◆ **REQUIRED WORK**
Could you print, word for word and with nothing else, the lines of the records below from the line with "If you could mark the terraced" to the line with "<point>152,650</point>"?

____

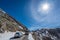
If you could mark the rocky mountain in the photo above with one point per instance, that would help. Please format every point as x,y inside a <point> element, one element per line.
<point>10,29</point>
<point>8,23</point>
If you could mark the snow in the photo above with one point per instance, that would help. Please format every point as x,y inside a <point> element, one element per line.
<point>6,35</point>
<point>30,37</point>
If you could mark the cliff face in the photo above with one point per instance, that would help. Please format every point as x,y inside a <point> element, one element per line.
<point>8,23</point>
<point>47,34</point>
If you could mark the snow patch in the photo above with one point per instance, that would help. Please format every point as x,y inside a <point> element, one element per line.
<point>30,37</point>
<point>6,35</point>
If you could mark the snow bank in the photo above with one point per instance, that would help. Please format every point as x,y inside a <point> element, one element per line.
<point>30,37</point>
<point>6,35</point>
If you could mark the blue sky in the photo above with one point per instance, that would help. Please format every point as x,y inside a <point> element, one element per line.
<point>26,12</point>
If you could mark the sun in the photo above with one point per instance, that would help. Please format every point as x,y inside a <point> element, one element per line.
<point>45,7</point>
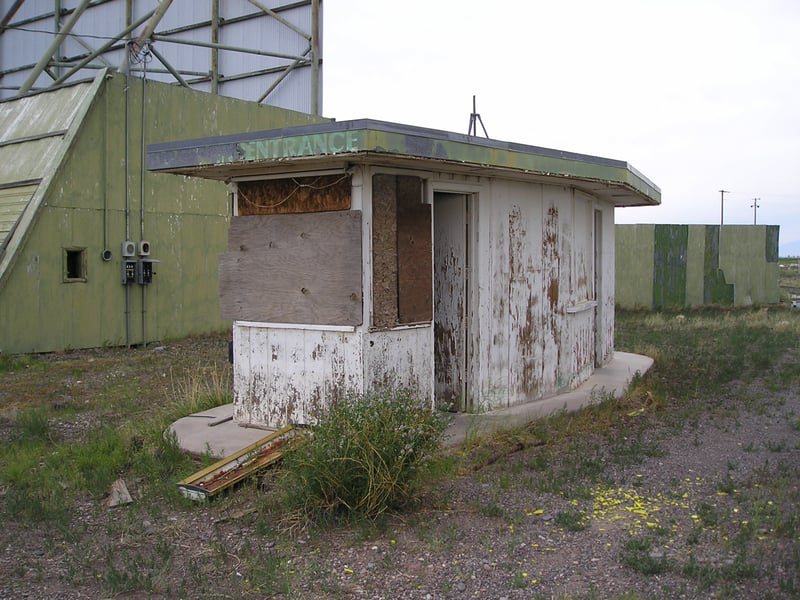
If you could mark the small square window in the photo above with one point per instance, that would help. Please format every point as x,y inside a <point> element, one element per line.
<point>74,264</point>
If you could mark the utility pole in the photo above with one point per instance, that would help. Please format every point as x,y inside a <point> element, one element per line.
<point>755,207</point>
<point>722,205</point>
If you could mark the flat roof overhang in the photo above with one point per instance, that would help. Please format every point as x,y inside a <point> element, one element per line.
<point>370,142</point>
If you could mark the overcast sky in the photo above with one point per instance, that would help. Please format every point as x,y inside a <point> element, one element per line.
<point>698,95</point>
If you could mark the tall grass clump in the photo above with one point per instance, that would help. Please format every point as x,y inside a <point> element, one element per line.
<point>365,455</point>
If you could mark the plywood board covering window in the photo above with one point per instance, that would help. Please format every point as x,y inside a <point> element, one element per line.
<point>401,247</point>
<point>319,193</point>
<point>303,269</point>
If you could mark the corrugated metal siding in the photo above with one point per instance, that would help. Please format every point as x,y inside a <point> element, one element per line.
<point>191,21</point>
<point>32,135</point>
<point>12,202</point>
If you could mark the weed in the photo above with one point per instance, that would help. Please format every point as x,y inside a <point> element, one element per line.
<point>490,509</point>
<point>365,455</point>
<point>638,554</point>
<point>571,520</point>
<point>32,425</point>
<point>775,446</point>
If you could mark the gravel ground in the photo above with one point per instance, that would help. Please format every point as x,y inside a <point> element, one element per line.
<point>652,509</point>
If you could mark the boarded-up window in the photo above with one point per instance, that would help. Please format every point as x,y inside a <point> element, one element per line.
<point>302,269</point>
<point>401,251</point>
<point>321,193</point>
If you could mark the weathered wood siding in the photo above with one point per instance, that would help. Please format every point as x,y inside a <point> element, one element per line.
<point>534,325</point>
<point>303,269</point>
<point>402,357</point>
<point>284,375</point>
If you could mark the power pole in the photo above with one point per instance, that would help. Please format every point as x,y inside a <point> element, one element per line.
<point>722,205</point>
<point>755,206</point>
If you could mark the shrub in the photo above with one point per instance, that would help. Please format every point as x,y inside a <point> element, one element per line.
<point>366,454</point>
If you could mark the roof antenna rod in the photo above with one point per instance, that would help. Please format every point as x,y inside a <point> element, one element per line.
<point>474,119</point>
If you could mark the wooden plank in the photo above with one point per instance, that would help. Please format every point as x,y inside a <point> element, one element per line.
<point>303,269</point>
<point>384,251</point>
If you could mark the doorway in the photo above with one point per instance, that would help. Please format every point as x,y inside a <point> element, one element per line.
<point>450,299</point>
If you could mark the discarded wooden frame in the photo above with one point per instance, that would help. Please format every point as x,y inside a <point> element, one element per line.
<point>232,469</point>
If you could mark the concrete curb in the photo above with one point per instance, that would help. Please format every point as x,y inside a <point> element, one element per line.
<point>213,432</point>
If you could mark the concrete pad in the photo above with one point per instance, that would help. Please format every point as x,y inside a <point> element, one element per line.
<point>214,432</point>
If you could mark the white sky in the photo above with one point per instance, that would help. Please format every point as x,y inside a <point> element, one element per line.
<point>698,95</point>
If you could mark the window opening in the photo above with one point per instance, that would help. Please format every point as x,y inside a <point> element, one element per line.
<point>74,264</point>
<point>402,252</point>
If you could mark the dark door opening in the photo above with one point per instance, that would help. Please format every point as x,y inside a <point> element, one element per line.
<point>450,299</point>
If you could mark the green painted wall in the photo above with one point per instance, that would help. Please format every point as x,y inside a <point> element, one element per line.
<point>675,266</point>
<point>185,220</point>
<point>634,250</point>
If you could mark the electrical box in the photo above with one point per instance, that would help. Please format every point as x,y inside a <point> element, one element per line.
<point>128,249</point>
<point>144,271</point>
<point>128,271</point>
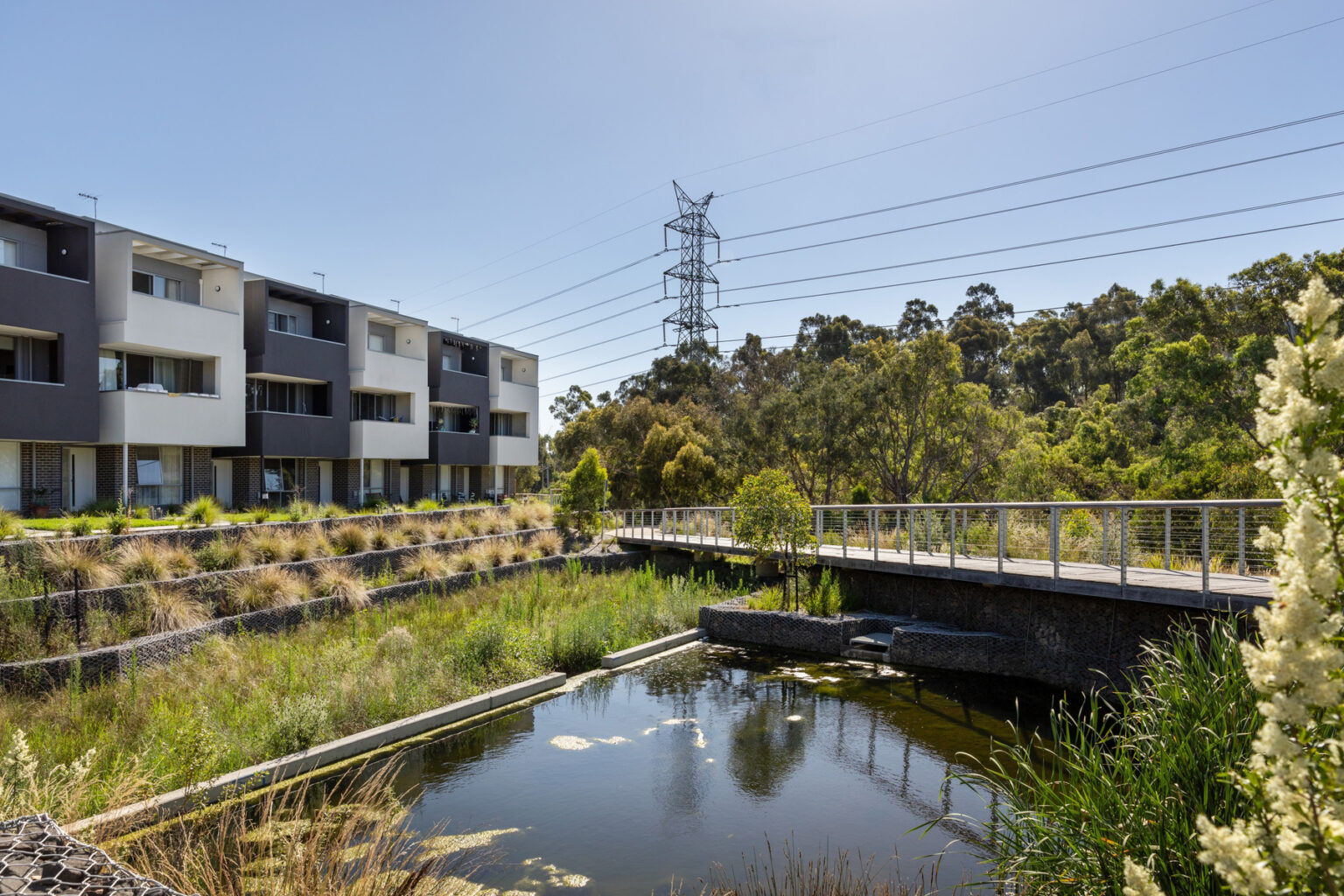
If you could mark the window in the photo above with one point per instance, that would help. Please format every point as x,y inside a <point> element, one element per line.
<point>158,476</point>
<point>10,476</point>
<point>374,406</point>
<point>127,369</point>
<point>283,323</point>
<point>288,398</point>
<point>280,474</point>
<point>453,419</point>
<point>156,285</point>
<point>29,358</point>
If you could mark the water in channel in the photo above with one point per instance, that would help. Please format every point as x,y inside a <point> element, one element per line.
<point>651,775</point>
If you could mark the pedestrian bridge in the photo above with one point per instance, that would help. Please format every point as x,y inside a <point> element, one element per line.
<point>1193,554</point>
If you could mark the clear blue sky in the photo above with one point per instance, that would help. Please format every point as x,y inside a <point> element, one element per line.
<point>401,145</point>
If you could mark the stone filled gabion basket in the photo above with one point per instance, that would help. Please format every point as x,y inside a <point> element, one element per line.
<point>37,856</point>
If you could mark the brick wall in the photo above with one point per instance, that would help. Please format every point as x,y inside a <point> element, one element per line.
<point>246,481</point>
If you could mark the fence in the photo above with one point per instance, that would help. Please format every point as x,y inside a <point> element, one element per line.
<point>1213,537</point>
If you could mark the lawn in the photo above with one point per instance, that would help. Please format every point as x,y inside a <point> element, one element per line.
<point>253,697</point>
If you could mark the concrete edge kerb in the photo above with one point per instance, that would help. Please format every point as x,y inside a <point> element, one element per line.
<point>293,765</point>
<point>649,648</point>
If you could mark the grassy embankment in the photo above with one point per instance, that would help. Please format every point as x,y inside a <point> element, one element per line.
<point>252,697</point>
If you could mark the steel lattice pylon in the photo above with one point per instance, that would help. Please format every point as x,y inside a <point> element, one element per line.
<point>690,320</point>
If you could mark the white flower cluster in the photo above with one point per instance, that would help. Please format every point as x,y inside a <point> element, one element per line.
<point>1293,843</point>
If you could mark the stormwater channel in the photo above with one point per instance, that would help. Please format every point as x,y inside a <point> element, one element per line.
<point>646,777</point>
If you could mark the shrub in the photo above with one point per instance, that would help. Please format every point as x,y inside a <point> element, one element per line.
<point>80,526</point>
<point>822,599</point>
<point>298,723</point>
<point>203,511</point>
<point>424,564</point>
<point>547,543</point>
<point>263,589</point>
<point>65,564</point>
<point>142,560</point>
<point>333,582</point>
<point>171,610</point>
<point>351,537</point>
<point>222,554</point>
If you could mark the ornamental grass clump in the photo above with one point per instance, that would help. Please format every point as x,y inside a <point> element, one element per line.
<point>335,582</point>
<point>424,564</point>
<point>350,537</point>
<point>1291,836</point>
<point>265,589</point>
<point>142,560</point>
<point>547,544</point>
<point>171,609</point>
<point>74,564</point>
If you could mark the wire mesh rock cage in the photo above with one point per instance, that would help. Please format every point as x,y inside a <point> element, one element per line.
<point>37,856</point>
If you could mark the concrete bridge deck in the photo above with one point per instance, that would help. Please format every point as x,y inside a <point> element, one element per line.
<point>1172,587</point>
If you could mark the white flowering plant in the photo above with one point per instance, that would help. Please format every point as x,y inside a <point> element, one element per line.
<point>1293,838</point>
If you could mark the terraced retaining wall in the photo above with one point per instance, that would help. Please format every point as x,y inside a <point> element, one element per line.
<point>197,537</point>
<point>152,650</point>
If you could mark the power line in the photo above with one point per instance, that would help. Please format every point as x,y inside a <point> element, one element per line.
<point>1043,242</point>
<point>1040,178</point>
<point>579,311</point>
<point>1018,268</point>
<point>1031,109</point>
<point>570,289</point>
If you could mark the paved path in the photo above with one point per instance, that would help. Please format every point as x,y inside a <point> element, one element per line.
<point>1141,584</point>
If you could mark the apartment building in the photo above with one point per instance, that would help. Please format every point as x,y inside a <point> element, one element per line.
<point>388,404</point>
<point>298,391</point>
<point>49,348</point>
<point>143,369</point>
<point>170,366</point>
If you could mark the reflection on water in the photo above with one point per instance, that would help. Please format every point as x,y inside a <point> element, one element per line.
<point>639,780</point>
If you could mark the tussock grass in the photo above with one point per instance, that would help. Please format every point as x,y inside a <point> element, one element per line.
<point>1130,777</point>
<point>333,582</point>
<point>350,537</point>
<point>263,589</point>
<point>211,710</point>
<point>66,564</point>
<point>172,609</point>
<point>142,560</point>
<point>425,564</point>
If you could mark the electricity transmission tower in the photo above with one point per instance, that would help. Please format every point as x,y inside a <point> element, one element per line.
<point>690,320</point>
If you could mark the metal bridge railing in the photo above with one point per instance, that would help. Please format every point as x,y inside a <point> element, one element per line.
<point>1210,537</point>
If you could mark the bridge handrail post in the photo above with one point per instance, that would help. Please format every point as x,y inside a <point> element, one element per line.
<point>1167,539</point>
<point>1203,546</point>
<point>1054,539</point>
<point>952,540</point>
<point>910,532</point>
<point>1124,554</point>
<point>1003,537</point>
<point>1241,540</point>
<point>1105,527</point>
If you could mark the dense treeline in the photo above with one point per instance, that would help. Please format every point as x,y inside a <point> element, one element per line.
<point>1118,396</point>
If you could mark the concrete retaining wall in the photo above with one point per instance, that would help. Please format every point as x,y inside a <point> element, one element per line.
<point>153,650</point>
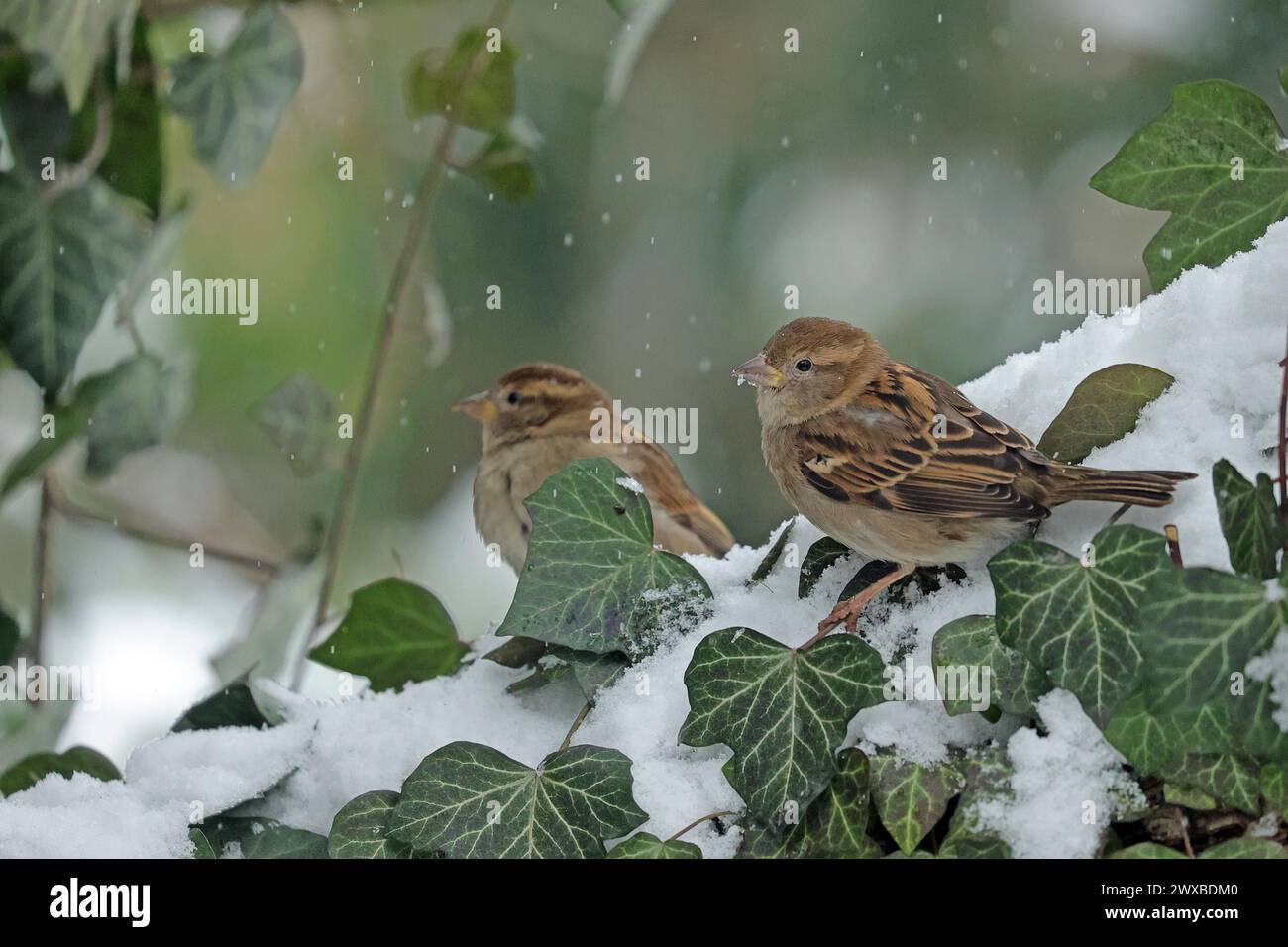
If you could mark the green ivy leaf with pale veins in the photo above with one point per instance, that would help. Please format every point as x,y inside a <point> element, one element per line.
<point>394,633</point>
<point>473,801</point>
<point>1253,530</point>
<point>1197,628</point>
<point>782,711</point>
<point>911,797</point>
<point>644,845</point>
<point>1076,621</point>
<point>971,642</point>
<point>1103,408</point>
<point>1185,161</point>
<point>592,579</point>
<point>235,98</point>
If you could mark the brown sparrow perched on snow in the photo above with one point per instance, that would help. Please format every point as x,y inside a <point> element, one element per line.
<point>900,466</point>
<point>535,420</point>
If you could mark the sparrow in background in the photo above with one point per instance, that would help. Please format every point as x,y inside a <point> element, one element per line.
<point>900,466</point>
<point>535,420</point>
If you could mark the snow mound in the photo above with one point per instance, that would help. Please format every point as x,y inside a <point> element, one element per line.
<point>1219,333</point>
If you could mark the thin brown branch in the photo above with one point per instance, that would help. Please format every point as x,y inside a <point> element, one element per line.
<point>84,169</point>
<point>65,508</point>
<point>698,822</point>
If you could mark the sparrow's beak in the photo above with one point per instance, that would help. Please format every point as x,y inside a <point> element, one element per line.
<point>759,372</point>
<point>477,406</point>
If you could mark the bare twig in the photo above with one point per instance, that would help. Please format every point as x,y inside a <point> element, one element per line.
<point>698,822</point>
<point>81,171</point>
<point>1173,543</point>
<point>60,504</point>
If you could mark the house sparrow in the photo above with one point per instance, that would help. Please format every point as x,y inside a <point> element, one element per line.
<point>900,466</point>
<point>535,420</point>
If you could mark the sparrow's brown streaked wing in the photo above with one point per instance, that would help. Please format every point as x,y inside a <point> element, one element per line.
<point>917,445</point>
<point>661,479</point>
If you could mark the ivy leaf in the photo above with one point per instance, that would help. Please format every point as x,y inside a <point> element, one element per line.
<point>1181,161</point>
<point>78,759</point>
<point>394,633</point>
<point>232,706</point>
<point>469,84</point>
<point>283,841</point>
<point>592,579</point>
<point>1249,521</point>
<point>782,711</point>
<point>235,99</point>
<point>361,828</point>
<point>1076,621</point>
<point>776,552</point>
<point>1150,741</point>
<point>1224,776</point>
<point>71,35</point>
<point>1014,682</point>
<point>1146,849</point>
<point>473,801</point>
<point>911,797</point>
<point>1103,408</point>
<point>297,418</point>
<point>1247,848</point>
<point>137,407</point>
<point>1198,626</point>
<point>9,635</point>
<point>58,262</point>
<point>644,845</point>
<point>822,556</point>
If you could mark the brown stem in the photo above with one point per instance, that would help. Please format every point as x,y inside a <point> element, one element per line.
<point>362,420</point>
<point>576,723</point>
<point>698,822</point>
<point>60,504</point>
<point>82,170</point>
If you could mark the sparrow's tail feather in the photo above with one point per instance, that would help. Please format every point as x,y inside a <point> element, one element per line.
<point>1138,487</point>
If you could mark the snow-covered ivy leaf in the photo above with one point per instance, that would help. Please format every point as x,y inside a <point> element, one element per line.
<point>473,801</point>
<point>468,84</point>
<point>361,828</point>
<point>1103,408</point>
<point>1014,684</point>
<point>1273,779</point>
<point>782,711</point>
<point>283,841</point>
<point>231,706</point>
<point>299,419</point>
<point>822,556</point>
<point>58,262</point>
<point>835,825</point>
<point>1146,849</point>
<point>69,34</point>
<point>1247,848</point>
<point>136,407</point>
<point>9,635</point>
<point>1223,776</point>
<point>1253,530</point>
<point>235,98</point>
<point>394,633</point>
<point>1215,159</point>
<point>78,759</point>
<point>592,579</point>
<point>1074,620</point>
<point>1150,741</point>
<point>1198,626</point>
<point>911,797</point>
<point>644,845</point>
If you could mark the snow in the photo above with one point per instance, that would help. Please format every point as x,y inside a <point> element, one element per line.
<point>1219,333</point>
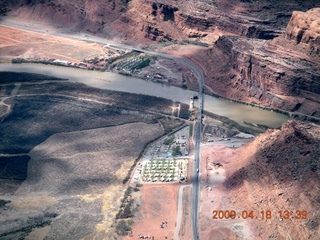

____

◆ **ANSWER FOR THIS EXERCISE**
If you could mark the terraced retaining wall in the photo above with one point per instance, that would help. Please format every point as x,y inside a <point> element, one element per line.
<point>197,537</point>
<point>152,650</point>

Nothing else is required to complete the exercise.